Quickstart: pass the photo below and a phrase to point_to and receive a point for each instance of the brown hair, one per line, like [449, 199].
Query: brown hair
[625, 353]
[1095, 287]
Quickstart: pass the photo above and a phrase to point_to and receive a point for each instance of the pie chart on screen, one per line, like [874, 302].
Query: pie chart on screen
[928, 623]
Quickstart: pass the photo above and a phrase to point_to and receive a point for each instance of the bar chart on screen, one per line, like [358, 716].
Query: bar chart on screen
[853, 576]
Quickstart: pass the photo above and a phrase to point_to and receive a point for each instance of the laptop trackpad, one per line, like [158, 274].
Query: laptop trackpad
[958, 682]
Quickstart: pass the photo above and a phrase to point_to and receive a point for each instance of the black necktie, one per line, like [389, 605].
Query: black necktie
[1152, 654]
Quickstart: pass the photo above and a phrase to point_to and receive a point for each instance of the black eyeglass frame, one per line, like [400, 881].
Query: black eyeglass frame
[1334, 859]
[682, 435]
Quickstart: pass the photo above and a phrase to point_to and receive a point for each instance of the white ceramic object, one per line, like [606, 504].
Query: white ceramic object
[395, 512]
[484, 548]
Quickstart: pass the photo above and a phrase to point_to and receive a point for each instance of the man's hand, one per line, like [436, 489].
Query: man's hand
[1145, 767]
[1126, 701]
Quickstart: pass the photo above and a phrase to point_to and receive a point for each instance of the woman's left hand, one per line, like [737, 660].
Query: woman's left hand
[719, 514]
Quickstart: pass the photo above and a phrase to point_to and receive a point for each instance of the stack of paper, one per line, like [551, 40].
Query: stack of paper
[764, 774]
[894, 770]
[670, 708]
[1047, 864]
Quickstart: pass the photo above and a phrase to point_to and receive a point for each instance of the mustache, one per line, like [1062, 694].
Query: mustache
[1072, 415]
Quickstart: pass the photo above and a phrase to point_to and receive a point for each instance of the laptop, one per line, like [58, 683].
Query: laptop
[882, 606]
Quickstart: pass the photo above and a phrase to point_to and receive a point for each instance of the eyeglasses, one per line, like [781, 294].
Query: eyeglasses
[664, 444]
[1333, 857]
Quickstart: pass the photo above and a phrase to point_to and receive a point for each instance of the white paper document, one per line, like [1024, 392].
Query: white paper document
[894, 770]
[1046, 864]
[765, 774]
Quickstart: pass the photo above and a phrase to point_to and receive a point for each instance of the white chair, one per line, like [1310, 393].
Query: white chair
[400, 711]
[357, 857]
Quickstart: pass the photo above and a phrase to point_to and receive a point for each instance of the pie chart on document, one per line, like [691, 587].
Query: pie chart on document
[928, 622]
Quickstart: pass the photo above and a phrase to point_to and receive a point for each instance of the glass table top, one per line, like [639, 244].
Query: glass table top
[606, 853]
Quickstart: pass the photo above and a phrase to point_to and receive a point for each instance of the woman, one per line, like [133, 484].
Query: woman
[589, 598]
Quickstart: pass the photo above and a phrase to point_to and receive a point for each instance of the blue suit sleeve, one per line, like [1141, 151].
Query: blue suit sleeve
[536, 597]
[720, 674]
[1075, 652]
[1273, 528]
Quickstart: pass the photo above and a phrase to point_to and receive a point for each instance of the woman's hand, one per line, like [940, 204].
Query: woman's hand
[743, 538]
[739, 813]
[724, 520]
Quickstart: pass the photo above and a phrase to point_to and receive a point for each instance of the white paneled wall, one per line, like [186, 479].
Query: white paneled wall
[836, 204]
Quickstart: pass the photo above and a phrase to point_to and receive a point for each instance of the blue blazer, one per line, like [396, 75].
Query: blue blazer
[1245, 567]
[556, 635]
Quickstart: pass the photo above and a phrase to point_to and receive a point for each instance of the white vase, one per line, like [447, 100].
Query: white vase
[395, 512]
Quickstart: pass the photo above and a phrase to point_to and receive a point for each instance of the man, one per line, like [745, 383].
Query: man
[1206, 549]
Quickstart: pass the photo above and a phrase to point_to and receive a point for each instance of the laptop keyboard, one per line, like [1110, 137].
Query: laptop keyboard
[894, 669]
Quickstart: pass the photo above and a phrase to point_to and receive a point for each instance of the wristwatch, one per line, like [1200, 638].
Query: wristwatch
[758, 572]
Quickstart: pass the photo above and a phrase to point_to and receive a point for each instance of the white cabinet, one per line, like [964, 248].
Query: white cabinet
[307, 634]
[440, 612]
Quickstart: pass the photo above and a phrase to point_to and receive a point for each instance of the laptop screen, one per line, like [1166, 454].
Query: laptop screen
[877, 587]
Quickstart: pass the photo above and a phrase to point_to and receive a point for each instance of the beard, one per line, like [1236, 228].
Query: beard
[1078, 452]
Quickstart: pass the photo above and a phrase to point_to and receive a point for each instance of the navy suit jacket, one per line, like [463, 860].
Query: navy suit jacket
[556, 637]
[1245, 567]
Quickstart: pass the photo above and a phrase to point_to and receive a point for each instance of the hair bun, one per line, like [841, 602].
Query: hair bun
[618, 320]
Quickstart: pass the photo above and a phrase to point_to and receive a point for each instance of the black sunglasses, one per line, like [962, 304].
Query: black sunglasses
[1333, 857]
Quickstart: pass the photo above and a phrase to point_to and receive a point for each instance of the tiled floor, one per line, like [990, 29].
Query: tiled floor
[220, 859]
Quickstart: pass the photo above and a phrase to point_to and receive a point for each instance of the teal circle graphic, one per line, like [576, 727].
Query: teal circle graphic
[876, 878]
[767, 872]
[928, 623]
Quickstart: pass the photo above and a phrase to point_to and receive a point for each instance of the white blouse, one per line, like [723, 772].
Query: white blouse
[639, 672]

-------

All of the entries above need to be retyped exactly.

Quickstart: pass the photo below and a phrase to point_to and receive a point for each instance of the brown hair, one per line, like [449, 199].
Query: brown hair
[625, 353]
[1095, 287]
Quickstart: pass the photo above and a phrase to point_to and receive a point for each instance of the pie chart on screen, one per line, like [874, 302].
Query: pie chart on screen
[928, 623]
Quickstart: pass the photo above and a phrase to point_to and receive a point for each instance of the bar chart on screen, one per line, like [358, 716].
Query: bar chart on screen
[853, 576]
Quickstart: pass the photo above and a phrase to point_to and receive a point for each instance of the laptop trackpad, one per line, like [158, 274].
Query: laptop trackpad
[958, 682]
Quickstart: pass the photo above and a phrase to point_to and receive a point for each instance of the black necktie, one per line, like [389, 605].
Query: black necktie
[1152, 654]
Quickstart: pass the photo above and a phrase to point_to and receive a point for each instance of the black eyeglass frame, one per line, like [400, 881].
Query: black eyeglass frame
[1334, 859]
[682, 435]
Quickstart: pass the photo above and a phrase to point_to and receive a point for each instance of the white ceramic object, one per line, like [606, 504].
Query: white ceramic object
[395, 512]
[484, 548]
Quickstart: pass the photo above and a phrase to point_to and receive a point for each instance of the man's hand, one per line, like [436, 489].
Query: man's hand
[1145, 767]
[1126, 701]
Quickstart: pass the photo above and a phrase to point_to and receive a point for each instance of the woman's left hand, one per line, like [737, 660].
Query: woman's left hand
[719, 514]
Quickstart: pass the photo above and a phrase to point_to and receive a point for each instance of the stack of paper, one per line, like [551, 40].
Query: stack of paper
[764, 774]
[894, 770]
[670, 708]
[1047, 864]
Quickstart: pass the photo above and a phrase to point_to and receive a point for each instance of the mustache, one per line, like [1062, 694].
Query: mustache
[1072, 415]
Quickstart: pass the photo above and a phrase to point_to and receive a point for each instance of the laptop, one per line, like [58, 683].
Query: laptop
[882, 606]
Quickstart: pass the photo above and a phrase to point_to and receive a point for each instance of the eyeglasses, one per line, like [781, 294].
Query: eyeglasses
[664, 444]
[1333, 857]
Quickstart: pass the photo above and a phrase to point_to and receive a point for each instance of the white paper document, one per line, like [1024, 392].
Query: white paper document
[894, 770]
[1046, 864]
[765, 774]
Quickstart: pass the photo above and a phrase to point_to and receive a point for each instance of the white chair, one per line, like [1310, 393].
Query: white chair
[400, 711]
[357, 857]
Quickstart: pass the photo above and a phrase to point_to and receive a point for each instance of the pie chart on document, one per line, like [691, 587].
Query: pie chart on document
[928, 622]
Quickstart: pass the photo above and a phrase to point_to and receive a point for each instance of the glass table top, one per line, like [639, 244].
Query: glass table top
[606, 853]
Quickstart: pass the photo above and a phrase to point_to and receive a point for each instance of the woman, one per line, like [133, 484].
Query: woman
[589, 598]
Quickstart: pass the photo above and a phrase to point_to and receive a point for each instance of the blue suit sleeve, one per line, like [1141, 151].
Query: blue suit sleeve
[536, 597]
[720, 674]
[1075, 652]
[1273, 528]
Quickstart: pass the photo above and a phrase to point_to and receive a point for each instance of the woman's hand, one per line, like [940, 204].
Query: woman's hand
[743, 538]
[739, 813]
[724, 520]
Quickstart: pass the photo above and a phrase to point_to and receive a point for each instance of the white paneled wall, one per line, like [186, 479].
Query: white paneled wall
[836, 204]
Quickstart: pass the photo above and a phrase to point_to and receive a point for each instance of the blue blazer, one per line, like [396, 75].
Query: blue blazer
[1245, 567]
[556, 635]
Quickstart: pass the photo above and a phrase to point_to and receive a point for each instance of the white vase, one per line, like [447, 100].
Query: white vase
[395, 512]
Quickstart: pass the photo above and a phrase to point_to and receive a point for each instance of the man, one per line, like [745, 383].
Query: man
[1206, 549]
Quickstart: pass the photo above and a phrase to point_to and receive a point for each instance of the laptop keyboard, one per line, like [1110, 137].
Query: laptop keyboard
[894, 669]
Quickstart: pass the photo above and a phrase to point_to and receive a point for each instance of the wristwatch, one per line, like [1200, 638].
Query: wristwatch
[758, 572]
Quickstart: pass the photo above and a phrase to point_to and receive a point for each instance of the white cabinet, one per line, like [964, 248].
Query: white cabinet
[307, 634]
[440, 612]
Quickstart: pass the photo above and a phrase to point_to and receive a point for each instance of the laptop screen, one per line, like [1166, 454].
Query: laptop screen
[877, 587]
Quickstart: pass the photo above and a phrase to point_to and receive a point for each instance of the beard, one per line, like [1236, 228].
Query: beard
[1078, 452]
Quickstart: pass the photo above and a phrase to point_to and receive a point for each instance of the navy suit jacket, one per line, like [463, 860].
Query: navy suit jacket
[556, 637]
[1245, 567]
Quickstart: pass the photo above and a phrase to point_to and receive a point for each instance of the hair bun, one per line, like [841, 602].
Query: hair bun
[618, 320]
Quickstart: pass the photo above and a phrase to point_to and receive a point for each instance of the black sunglasses, one per line, like [962, 304].
Query: black sunglasses
[1333, 857]
Quickstart: pass the photo above and a phrase to point_to and receive a point for each instance of the tiled floor, one per line, like [990, 29].
Query: tiled floor
[220, 859]
Quickstart: pass the photo above and a phrase to point_to and receive a point for each instance of the teal circle graphic, one per line, like [576, 727].
Query: teal circle graphic
[876, 878]
[767, 872]
[928, 623]
Quickstart: pass the photo above and a phrase to point_to and receive a point for each instance of the white blouse, one per line, like [723, 772].
Query: white blouse
[639, 672]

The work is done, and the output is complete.